■ **Written task 1**
Please summarize the forum discussion on high-level D&D play in two sentences.
■ **Written task 2**
Translate this sentence from the forum discussion on high-level D&D play into Spanish: "Very few creatures actually have much more than 13d6 hit points."

That's reasonably fair. A lot of things could mess up the classic game, some even earlier than that, but certainly by the time you were using Enchant an Item and it's ilk, there'd be issues. In the classic game. And, not surprisingly since it evokes the classic game so well, in 5e, of course.

In 3.x, by the time you had 4th level spells you were quite possibly seeing real problems. Thus E6.

But, right or wrong, you just can't say "for all editions" and "6th level spells" in the same breath: 4e didn't use the traditional spell-level progression, at all, so there was no nth-level spell marker. For that matter, when the classic spells that had been 6th level did finally come on-line in 4e, some time in Paragon, if not Epic, if, indeed, at all, they were not problematic.

Playing 3e D&D at higher level is IMO mostly an exercise in limiting the chargen options players have available, as if you have access to all the books it is trivially easy to build 3e D&D characters of high level that break the game wide open in various ways.
It's no great stretch with just the PH, either. That's what CoDzilla was originally coined to illustrate. ;)

Also, it helps if the players playing the tier 1 classes don't have a whole lot of system mastery and if you don't have fungible magic items in your game so that players can optimally kit up their characters.
That got our first 3.x campaign through to level 13 in better shape than usual, yes. The group's "system masters" were either playing fighters or running the game. I guess masters like a challenge.

I certainly can imagine higher level play working, and I wouldn't mind doing it at some point, but it's an extremely lucky and dedicated group that can get there fairly if the DM is not just Monte Hall and deliberately powering them up to high level.
True in the classic game, just getting out of the lowest levels is quite a hurdle. But in the WotC era survival into high levels is not that challenging (for the players) unless the DM decides to go well beyond the guidelines...
 

Celebrim

Legend
That's reasonably fair. A lot of things could mess up the classic game, some even earlier than that, but certainly by the time you were using Enchant an Item and it's ilk, there'd be issues. In the classic game. And, not surprisingly since it evokes the classic game so well, in 5e, of course.

I'd have to review the spell list for 1e, but the real game breakers tend to be things like Wall of Stone, Harm, Find the Path, Disintegrate, Word of Recall, Feeblemind, Death Spell, Anti-Magic Shell, Hold Monster, Teleport, etc. Add on top of that the problem that damage from spells like magic missile or fireball don't cap, and by 13th level they are starting to become real problems. Very few creatures actually have much more than 13d6 hit points.

■ **Data excerpt**
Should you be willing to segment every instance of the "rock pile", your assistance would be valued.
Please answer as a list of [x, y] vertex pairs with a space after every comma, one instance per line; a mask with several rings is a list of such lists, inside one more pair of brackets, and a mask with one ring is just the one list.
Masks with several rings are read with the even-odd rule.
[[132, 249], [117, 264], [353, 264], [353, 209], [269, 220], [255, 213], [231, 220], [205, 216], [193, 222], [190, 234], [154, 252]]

■ **Written answer 1**
The discussion holds that spells such as Enchant an Item cause issues in the classic game and 5e, that 3.x could show real problems once characters had 4th-level spells, and that 4e's different spell progression means no single spell level fits all editions. It also says high-level 3e play depends largely on limiting character-creation options, and that spells like Wall of Stone, Disintegrate, and Teleport, along with uncapped spell damage, become real problems by 13th level.

■ **Written answer 2**
Muy pocas criaturas tienen en realidad mucho más de 13d6 puntos de golpe.